[Recorded data]
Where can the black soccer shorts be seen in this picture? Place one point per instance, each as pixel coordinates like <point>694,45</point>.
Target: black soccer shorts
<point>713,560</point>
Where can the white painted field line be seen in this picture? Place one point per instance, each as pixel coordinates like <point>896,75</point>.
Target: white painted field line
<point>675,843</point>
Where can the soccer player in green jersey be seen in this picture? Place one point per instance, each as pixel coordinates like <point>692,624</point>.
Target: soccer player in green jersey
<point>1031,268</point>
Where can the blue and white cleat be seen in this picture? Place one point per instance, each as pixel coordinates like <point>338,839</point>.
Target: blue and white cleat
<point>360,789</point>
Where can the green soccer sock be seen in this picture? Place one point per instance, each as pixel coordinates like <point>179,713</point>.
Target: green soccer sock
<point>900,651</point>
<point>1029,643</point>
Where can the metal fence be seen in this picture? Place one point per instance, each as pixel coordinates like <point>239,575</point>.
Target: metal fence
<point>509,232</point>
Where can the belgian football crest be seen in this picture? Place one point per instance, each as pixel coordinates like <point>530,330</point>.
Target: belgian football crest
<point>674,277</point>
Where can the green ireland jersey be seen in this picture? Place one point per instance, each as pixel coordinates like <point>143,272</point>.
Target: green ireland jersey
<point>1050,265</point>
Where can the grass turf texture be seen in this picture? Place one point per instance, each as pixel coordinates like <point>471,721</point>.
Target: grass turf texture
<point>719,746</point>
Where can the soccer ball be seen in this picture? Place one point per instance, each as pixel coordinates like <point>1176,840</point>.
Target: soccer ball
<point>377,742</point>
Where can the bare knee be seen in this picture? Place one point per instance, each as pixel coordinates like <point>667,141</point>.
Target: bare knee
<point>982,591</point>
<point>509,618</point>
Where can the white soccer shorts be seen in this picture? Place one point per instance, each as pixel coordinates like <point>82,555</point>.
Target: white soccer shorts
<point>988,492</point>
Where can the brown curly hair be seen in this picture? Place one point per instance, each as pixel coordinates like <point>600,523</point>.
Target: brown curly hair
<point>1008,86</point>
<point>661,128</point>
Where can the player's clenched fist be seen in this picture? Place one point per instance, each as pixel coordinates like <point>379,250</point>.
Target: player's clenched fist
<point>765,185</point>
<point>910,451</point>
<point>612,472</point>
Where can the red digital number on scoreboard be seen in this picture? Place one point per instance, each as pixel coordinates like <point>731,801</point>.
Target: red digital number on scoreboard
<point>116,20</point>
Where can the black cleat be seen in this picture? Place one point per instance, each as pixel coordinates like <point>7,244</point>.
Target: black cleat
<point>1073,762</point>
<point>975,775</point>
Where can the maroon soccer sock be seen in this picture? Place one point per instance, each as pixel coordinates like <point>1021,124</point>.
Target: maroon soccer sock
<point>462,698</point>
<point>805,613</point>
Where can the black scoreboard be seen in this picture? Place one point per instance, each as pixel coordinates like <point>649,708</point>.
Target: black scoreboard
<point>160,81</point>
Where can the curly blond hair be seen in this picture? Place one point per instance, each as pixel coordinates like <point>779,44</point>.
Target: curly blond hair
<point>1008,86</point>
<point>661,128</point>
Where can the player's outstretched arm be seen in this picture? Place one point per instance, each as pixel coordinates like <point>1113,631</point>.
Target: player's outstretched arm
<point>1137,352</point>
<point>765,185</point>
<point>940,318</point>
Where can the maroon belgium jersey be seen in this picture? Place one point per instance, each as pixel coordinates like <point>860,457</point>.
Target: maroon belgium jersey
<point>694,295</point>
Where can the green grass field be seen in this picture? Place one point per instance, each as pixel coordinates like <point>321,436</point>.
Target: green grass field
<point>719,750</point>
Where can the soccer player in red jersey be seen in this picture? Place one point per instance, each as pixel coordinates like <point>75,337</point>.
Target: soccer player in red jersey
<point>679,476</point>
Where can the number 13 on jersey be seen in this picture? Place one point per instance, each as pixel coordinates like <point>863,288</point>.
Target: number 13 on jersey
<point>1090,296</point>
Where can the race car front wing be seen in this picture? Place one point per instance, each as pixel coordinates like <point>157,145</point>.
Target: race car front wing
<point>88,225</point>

§ **Assignment**
Copy out the lines beginning at the one that contains "Where can the number". Stop at the final line of the data, and include it.

§ **Task result**
Where can the number 13 on jersey be seen in this picture? Place one point per instance, each as pixel coordinates like <point>863,288</point>.
Target: number 13 on jersey
<point>1090,296</point>
Where can the race car front wing be seen in this picture? Place one point per instance, each as pixel coordinates like <point>157,145</point>.
Target: race car front wing
<point>88,225</point>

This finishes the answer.